◆ **EXERCISE REQUIREMENTS**:
Copy every one of the lines below word for word, leaving the pictures out of your answer.

◆ **LISTED RECORDS**:
···

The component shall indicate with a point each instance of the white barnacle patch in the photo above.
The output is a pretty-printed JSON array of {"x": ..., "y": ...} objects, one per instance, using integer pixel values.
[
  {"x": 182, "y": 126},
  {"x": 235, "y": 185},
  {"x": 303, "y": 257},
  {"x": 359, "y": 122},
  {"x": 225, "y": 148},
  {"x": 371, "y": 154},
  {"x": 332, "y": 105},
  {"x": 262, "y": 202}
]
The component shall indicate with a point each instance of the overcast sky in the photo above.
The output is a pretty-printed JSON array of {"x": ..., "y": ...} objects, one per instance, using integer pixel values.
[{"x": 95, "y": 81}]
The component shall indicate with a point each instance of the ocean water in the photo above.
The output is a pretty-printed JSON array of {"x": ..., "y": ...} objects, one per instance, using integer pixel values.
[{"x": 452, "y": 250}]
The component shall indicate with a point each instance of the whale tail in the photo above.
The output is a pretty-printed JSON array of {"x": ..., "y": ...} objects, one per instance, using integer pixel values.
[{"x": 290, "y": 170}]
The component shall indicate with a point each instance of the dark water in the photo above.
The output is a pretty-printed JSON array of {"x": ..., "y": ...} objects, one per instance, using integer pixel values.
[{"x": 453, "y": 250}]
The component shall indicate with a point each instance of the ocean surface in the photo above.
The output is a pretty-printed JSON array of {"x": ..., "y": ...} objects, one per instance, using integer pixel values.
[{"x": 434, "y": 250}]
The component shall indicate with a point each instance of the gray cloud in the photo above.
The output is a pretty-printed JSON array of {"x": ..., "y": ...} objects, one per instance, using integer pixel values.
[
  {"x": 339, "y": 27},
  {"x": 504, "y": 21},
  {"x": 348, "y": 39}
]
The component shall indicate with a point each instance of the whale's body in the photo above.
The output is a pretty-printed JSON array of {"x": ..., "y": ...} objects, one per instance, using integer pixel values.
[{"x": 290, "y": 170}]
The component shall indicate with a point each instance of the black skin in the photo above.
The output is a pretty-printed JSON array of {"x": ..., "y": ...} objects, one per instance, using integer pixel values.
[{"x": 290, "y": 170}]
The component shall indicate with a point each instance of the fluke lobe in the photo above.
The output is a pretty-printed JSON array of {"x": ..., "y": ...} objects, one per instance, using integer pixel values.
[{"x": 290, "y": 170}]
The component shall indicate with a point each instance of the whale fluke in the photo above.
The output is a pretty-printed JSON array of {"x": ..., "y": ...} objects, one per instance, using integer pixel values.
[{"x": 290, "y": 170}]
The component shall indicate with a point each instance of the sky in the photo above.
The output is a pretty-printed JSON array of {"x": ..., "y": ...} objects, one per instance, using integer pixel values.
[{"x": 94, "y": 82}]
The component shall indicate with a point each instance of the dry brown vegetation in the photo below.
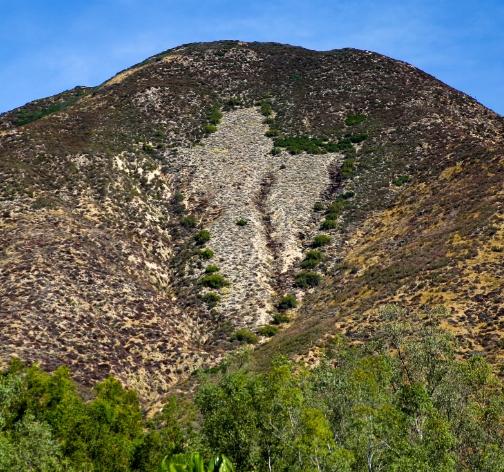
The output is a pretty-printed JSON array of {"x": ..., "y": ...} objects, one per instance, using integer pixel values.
[{"x": 98, "y": 269}]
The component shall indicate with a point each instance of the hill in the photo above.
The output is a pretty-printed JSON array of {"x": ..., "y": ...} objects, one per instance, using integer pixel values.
[{"x": 147, "y": 220}]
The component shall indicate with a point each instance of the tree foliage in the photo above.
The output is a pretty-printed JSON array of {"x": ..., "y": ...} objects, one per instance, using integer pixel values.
[{"x": 402, "y": 401}]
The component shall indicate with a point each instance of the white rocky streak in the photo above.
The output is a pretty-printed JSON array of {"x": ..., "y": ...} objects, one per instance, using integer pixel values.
[{"x": 234, "y": 171}]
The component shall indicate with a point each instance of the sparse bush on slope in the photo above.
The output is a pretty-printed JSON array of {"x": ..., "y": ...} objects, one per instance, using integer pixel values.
[{"x": 403, "y": 401}]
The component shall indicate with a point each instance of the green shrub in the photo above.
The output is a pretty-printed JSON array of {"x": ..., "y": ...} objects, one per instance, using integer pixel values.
[
  {"x": 206, "y": 253},
  {"x": 48, "y": 202},
  {"x": 307, "y": 279},
  {"x": 266, "y": 108},
  {"x": 202, "y": 237},
  {"x": 232, "y": 103},
  {"x": 287, "y": 302},
  {"x": 328, "y": 224},
  {"x": 244, "y": 335},
  {"x": 210, "y": 269},
  {"x": 280, "y": 318},
  {"x": 211, "y": 298},
  {"x": 321, "y": 240},
  {"x": 210, "y": 129},
  {"x": 355, "y": 119},
  {"x": 312, "y": 259},
  {"x": 213, "y": 281},
  {"x": 336, "y": 208},
  {"x": 214, "y": 116},
  {"x": 348, "y": 168},
  {"x": 358, "y": 138},
  {"x": 188, "y": 222},
  {"x": 401, "y": 180},
  {"x": 268, "y": 330},
  {"x": 193, "y": 462},
  {"x": 271, "y": 133}
]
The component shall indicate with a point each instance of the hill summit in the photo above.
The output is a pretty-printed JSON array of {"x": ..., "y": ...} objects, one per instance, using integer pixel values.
[{"x": 219, "y": 193}]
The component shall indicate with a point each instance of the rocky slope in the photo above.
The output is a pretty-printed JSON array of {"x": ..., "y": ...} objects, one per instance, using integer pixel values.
[{"x": 106, "y": 194}]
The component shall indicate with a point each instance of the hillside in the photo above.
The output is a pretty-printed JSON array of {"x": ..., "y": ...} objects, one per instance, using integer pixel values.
[{"x": 107, "y": 194}]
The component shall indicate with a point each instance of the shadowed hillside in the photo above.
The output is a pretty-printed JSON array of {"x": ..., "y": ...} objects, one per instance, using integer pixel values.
[{"x": 146, "y": 220}]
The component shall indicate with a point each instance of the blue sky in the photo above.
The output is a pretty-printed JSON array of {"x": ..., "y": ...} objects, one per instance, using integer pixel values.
[{"x": 47, "y": 46}]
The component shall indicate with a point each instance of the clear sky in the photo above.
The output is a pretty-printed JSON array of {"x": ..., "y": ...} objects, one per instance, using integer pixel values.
[{"x": 47, "y": 46}]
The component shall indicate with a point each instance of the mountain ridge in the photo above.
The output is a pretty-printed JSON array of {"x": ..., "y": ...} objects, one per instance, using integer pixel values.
[{"x": 101, "y": 204}]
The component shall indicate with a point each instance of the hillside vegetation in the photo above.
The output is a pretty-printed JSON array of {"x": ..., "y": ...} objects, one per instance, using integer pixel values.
[
  {"x": 400, "y": 402},
  {"x": 231, "y": 193}
]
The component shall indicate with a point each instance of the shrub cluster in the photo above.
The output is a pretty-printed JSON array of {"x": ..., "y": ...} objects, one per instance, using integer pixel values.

···

◆ **PROBLEM SOLUTION**:
The component shall indicate with a point each instance of the white barnacle patch in the photo above.
The output is a pretty-printed JSON array of {"x": ..., "y": ...} objects, one per instance, using integer pixel values.
[
  {"x": 182, "y": 126},
  {"x": 235, "y": 185},
  {"x": 303, "y": 257},
  {"x": 359, "y": 122},
  {"x": 225, "y": 148},
  {"x": 371, "y": 154},
  {"x": 332, "y": 105},
  {"x": 262, "y": 202}
]
The component shall indicate with a point each instance of the overcast sky in the photo above.
The output is a pretty-printed JSON array of {"x": ..., "y": ...} objects, one per instance, using integer pixel values.
[{"x": 95, "y": 81}]
The component shall indicate with a point each instance of the ocean water in the photo above.
The output is a pretty-printed JSON array of {"x": ..., "y": ...} objects, one per instance, using integer pixel values.
[{"x": 452, "y": 250}]
The component shall indicate with a point each instance of the whale tail in the photo above.
The output is a pretty-printed JSON array of {"x": ..., "y": ...} objects, one per instance, using integer pixel values.
[{"x": 290, "y": 170}]
The component shall indicate with a point each instance of the dark water in the photo above.
The output is a pretty-printed JSON array of {"x": ..., "y": ...} objects, one per instance, using integer pixel values.
[{"x": 453, "y": 250}]
The component shall indicate with a point each instance of the ocean surface in the photo above.
The output is a pretty-printed JSON array of {"x": ..., "y": ...} objects, one per instance, using integer pixel values.
[{"x": 434, "y": 250}]
The component shall indicate with a point each instance of the gray cloud in the photo above.
The output is a pretty-printed JSON array of {"x": ..., "y": ...} objects, one per instance, using integer pixel values.
[
  {"x": 339, "y": 27},
  {"x": 504, "y": 21},
  {"x": 348, "y": 39}
]
The component shall indicate with a point each instance of the whale's body in the photo above.
The output is a pretty-printed JSON array of {"x": ..., "y": ...} objects, one per instance, using integer pixel values.
[{"x": 290, "y": 170}]
The component shall indicate with a point each instance of the black skin in the photo above.
The output is a pretty-printed JSON array of {"x": ..., "y": ...} objects, one per instance, using integer pixel values.
[{"x": 290, "y": 170}]
The component shall indicate with a point each instance of the fluke lobe in the photo above.
The output is a pretty-printed JSON array of {"x": ..., "y": ...} objects, one per instance, using integer pixel values.
[{"x": 290, "y": 170}]
The component shall indicate with a point each instance of the whale fluke in the photo above.
The output is a pretty-printed JSON array of {"x": ..., "y": ...} objects, one per instance, using integer pixel values.
[{"x": 290, "y": 170}]
The component shall indicate with a point each instance of the sky in the photo above.
The output is a pretty-printed JSON array of {"x": ..., "y": ...} objects, one per instance, using integer pixel values.
[{"x": 94, "y": 82}]
The component shall indicate with a point each instance of the dry brown vegetation in the photo below.
The output is a pretty-printed JSON array of {"x": ..., "y": ...} objects, one per instance, using integer pixel values.
[{"x": 98, "y": 269}]
The component shall indicate with a point each instance of the hill in the photo above.
The output is a pretty-printed JSON array of {"x": ..., "y": ...} objects, one per instance, using integer pixel values.
[{"x": 147, "y": 220}]
The component shall indicate with a point each instance of the tree foliage in the photo above.
The output is a pretty-printed JSON array of {"x": ..., "y": ...} objects, one per instance, using integer pixel values.
[{"x": 402, "y": 401}]
The component shall indicate with a point each instance of the white rocky streak in the photo above.
The output is a pretty-printed JSON array of {"x": ..., "y": ...} objects, one per instance, using integer pixel values.
[{"x": 234, "y": 171}]
The component shall indicate with a point each instance of the sparse bush on slope in the photo above.
The output is a pretty-printed JSON array of {"x": ..., "y": ...} objects, one per instance, using integer pixel values.
[{"x": 403, "y": 401}]
The component shall indicate with a point each instance of the green shrub in the photo above.
The output is a pretty-printed JSON array of {"x": ..., "y": ...} objects, one per instance, using integer pixel values.
[
  {"x": 206, "y": 253},
  {"x": 48, "y": 202},
  {"x": 307, "y": 279},
  {"x": 266, "y": 108},
  {"x": 202, "y": 237},
  {"x": 232, "y": 103},
  {"x": 287, "y": 302},
  {"x": 328, "y": 224},
  {"x": 244, "y": 335},
  {"x": 210, "y": 269},
  {"x": 280, "y": 318},
  {"x": 211, "y": 298},
  {"x": 321, "y": 240},
  {"x": 210, "y": 129},
  {"x": 355, "y": 119},
  {"x": 312, "y": 259},
  {"x": 213, "y": 281},
  {"x": 336, "y": 208},
  {"x": 214, "y": 116},
  {"x": 348, "y": 168},
  {"x": 358, "y": 138},
  {"x": 188, "y": 222},
  {"x": 401, "y": 180},
  {"x": 268, "y": 330},
  {"x": 193, "y": 462},
  {"x": 271, "y": 133}
]
The component shall indicate with a point each instance of the hill summit in the photo above.
The output is a pretty-printed JSON array of {"x": ..., "y": ...} objects, one per instance, using integer pixel values.
[{"x": 219, "y": 193}]
The component shall indicate with a point each instance of the rocky slope in the photo above.
The output is a pretty-printed JSON array of {"x": ..., "y": ...} objects, one per instance, using integer pixel values.
[{"x": 106, "y": 194}]
The component shall indicate with a point each instance of the hillside in the photo above.
The output is a pretty-printed JSON array of {"x": ..., "y": ...} objects, one per instance, using integer pixel values.
[{"x": 107, "y": 194}]
The component shall indicate with a point each instance of the shadowed hillside in the photo above.
The output is a pretty-printed JSON array of {"x": ..., "y": ...} objects, one per instance, using integer pixel values.
[{"x": 146, "y": 220}]
The component shall indicate with a point each instance of the blue sky in the photo above.
The output is a pretty-printed JSON array of {"x": ..., "y": ...} objects, one per instance, using integer pixel values.
[{"x": 47, "y": 46}]
The component shall indicate with a point each instance of the clear sky in the photo above.
The output is a pretty-printed JSON array of {"x": ..., "y": ...} objects, one per instance, using integer pixel values.
[{"x": 47, "y": 46}]
The component shall indicate with a point each instance of the mountain ridge in the photo above.
The output is a pretty-printed JSON array of {"x": ..., "y": ...} objects, one per instance, using integer pixel values.
[{"x": 101, "y": 204}]
The component shall indicate with a point each instance of the hillside vegetation in the photo above.
The output is a pretty-printed JSON array of {"x": ..., "y": ...} objects, one per instance, using integer pixel values.
[
  {"x": 400, "y": 402},
  {"x": 231, "y": 193}
]
The component shall indicate with a point each instance of the shrub cluster in the photo above.
The output is a pretty-printed JSON array of {"x": ..., "y": ...} objects, one per instance, using integer pixel values.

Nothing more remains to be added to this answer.